═════ Supplied records
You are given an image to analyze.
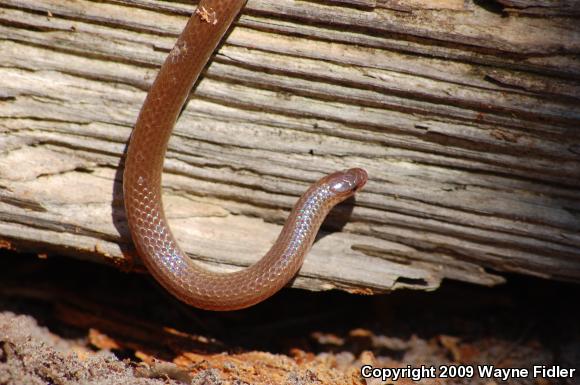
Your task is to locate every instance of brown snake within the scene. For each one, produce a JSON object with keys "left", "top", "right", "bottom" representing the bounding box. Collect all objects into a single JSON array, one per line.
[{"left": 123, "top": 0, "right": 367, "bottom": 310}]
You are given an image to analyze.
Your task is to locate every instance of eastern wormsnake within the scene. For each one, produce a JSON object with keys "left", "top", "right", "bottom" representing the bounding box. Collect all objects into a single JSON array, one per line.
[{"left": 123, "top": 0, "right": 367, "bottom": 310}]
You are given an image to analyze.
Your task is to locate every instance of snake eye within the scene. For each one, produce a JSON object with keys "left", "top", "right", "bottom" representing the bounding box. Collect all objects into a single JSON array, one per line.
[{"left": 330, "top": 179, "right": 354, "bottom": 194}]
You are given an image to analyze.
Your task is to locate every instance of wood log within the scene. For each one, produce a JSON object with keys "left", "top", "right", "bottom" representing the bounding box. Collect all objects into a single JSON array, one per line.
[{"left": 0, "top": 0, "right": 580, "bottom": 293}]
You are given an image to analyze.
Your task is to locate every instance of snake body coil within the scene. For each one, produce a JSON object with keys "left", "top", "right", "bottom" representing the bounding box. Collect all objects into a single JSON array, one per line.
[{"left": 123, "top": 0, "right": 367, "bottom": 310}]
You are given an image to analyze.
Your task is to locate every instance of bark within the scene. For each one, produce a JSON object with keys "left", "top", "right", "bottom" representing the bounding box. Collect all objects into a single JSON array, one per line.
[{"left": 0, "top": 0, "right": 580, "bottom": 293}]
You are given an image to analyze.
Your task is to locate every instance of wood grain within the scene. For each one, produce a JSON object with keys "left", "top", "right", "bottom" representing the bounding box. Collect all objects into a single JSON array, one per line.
══════════
Find each line above that contains the word "wood" and report those lines in full. Uppercase and lowercase letters must match.

--- Solution to this task ---
Your task is to locate every instance of wood log within the scene. For each one, produce a JSON object with keys "left", "top", "right", "bottom" representing the bounding box. Collect all objects into a single JSON array, one per line.
Your task is to locate every instance of wood grain within the scene. For each one, produce a JSON object with keys "left", "top", "right", "bottom" representing the bounding box. Collect all objects into a single JSON array, one per line.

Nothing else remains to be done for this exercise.